▶ REQUIRED ACTION:
A word-for-word copy of the following listing is needed. Leave out its images.

EXERCISE INPUTS: Begin

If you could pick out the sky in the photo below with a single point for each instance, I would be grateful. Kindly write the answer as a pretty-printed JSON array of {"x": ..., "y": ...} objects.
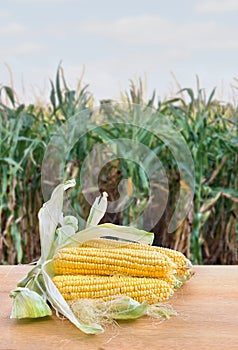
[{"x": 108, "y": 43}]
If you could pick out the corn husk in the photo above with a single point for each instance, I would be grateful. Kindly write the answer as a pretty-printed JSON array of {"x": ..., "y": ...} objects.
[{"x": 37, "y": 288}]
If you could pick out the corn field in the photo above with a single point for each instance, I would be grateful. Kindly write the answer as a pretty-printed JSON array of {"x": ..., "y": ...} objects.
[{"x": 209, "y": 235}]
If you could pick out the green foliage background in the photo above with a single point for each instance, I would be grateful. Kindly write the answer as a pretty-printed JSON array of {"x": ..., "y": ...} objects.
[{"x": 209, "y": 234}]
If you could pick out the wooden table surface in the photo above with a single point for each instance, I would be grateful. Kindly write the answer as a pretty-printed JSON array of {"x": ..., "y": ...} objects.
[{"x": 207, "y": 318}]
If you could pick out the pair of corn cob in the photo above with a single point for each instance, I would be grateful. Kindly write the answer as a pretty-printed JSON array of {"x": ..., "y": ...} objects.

EXERCISE INPUTS: End

▶ REPLY TO THE EXERCISE:
If you could pick out the sky in the photo below with a single point for each instance, I would be grateful. Kindly write the answer as a pretty-printed JSON array of {"x": ..., "y": ...} objects.
[{"x": 108, "y": 43}]
If you could pick out the corn husk in the photo above with a single point for each instance, I would be grateful. Kindly write the answer as a pretty-printed JSON array of {"x": ..., "y": ...} objects.
[{"x": 37, "y": 288}]
If you could pick out the corn field in the photo above with a single point for each instance, I would be grateful. Kindly write the answer as a pretty-printed JSON array of {"x": ..., "y": ...} objects.
[{"x": 209, "y": 235}]
If you could pick out the green foliage background in the photo above with a single point for each instance, I would be grateful. Kindly write the answer as a pretty-printed JSON array of {"x": ..., "y": ...} objects.
[{"x": 209, "y": 234}]
If you could pick out the wooden table surface in the photo above with a single point for each instance, I would be grateful. Kindly write the answer as a pretty-printed JSON array of {"x": ..., "y": ...} objects.
[{"x": 207, "y": 318}]
If you could pick out the pair of corn cob in the photo above with a single point for each instance, I would be grateful. Kindly write the answer as a pretty-printed JSON array of {"x": ..., "y": ...} objects.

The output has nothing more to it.